▶ EXTRACT TO READ
◆ ◆ ◆ ◆

This post has nothing to do with the Industry, but rather the host of this blog --Blogger.com -- which has allowed many thousands of us to put up blogs for free. Under the circumstances, it seems churlish to complain, but lately things seem to be going a bit sideways at Blogger -- particularly when including photos with a blog post.
My latest post ("Adventures in Grip Land: Cranes") took forever to put up -- and by forever, I mean several hours. I'm not talking about the actual writing, but just trying to get the post -- and photo -- up on the blog in the format I wanted. Apparently, there's something about the addition of a photo that mucks things up, compressing the formatting of any text below. I put the damned thing up half a dozen times, trying every variation I could think of, but never could get it right.
For me, writing is about many things -- voice, pacing, and rhythm, among others, each of which contributes to the final post. Other than the occasional photo, all we've got here are words on paper (okay, words-on-screen...), so formatting -- spacing, essentially -- can be a crucial tool for controlling pace and rhythm. Losing the ability to control the format makes the process all that much harder.
In the end, I gave up, and you can see the results below. The best I could do was putting those huge gaps between paragraphs -- much larger gaps than I wanted. Every time I tried to make those gaps smaller, I ended up with giant run-on paragraphs that made no sense at all.

◆ ◆ ◆ ◆

▶ DATA SEGMENT
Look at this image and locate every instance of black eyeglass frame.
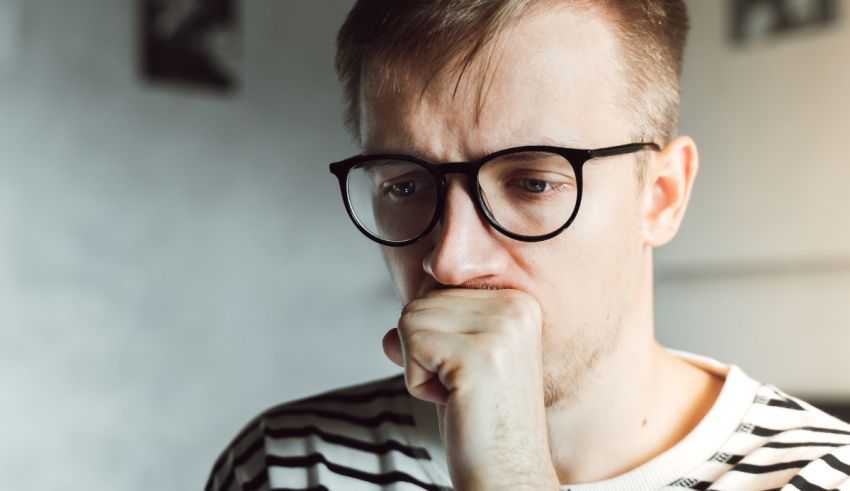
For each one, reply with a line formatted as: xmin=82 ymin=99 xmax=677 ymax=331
xmin=329 ymin=142 xmax=661 ymax=247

◆ ◆ ◆ ◆

▶ TASK REQUIREMENTS
1 > From the post about Blogger, reproduce the stretch from "In the end, I" through "sense at all.", word for word.
2 > Answer these from the post about Blogger:
(a) How long did it take to put up the latest post?
(b) According to the post, what does adding a photo do to any text below it?
(c) What happened each time the writer tried to make the gaps between paragraphs smaller?

▶ SOLUTION LIST
1 >
In the end, I gave up, and you can see the results below. The best I could do was putting those huge gaps between paragraphs -- much larger gaps than I wanted. Every time I tried to make those gaps smaller, I ended up with giant run-on paragraphs that made no sense at all.

2 >
(a) Several hours.
(b) It compresses the formatting of that text.
(c) The result was giant run-on paragraphs that made no sense at all.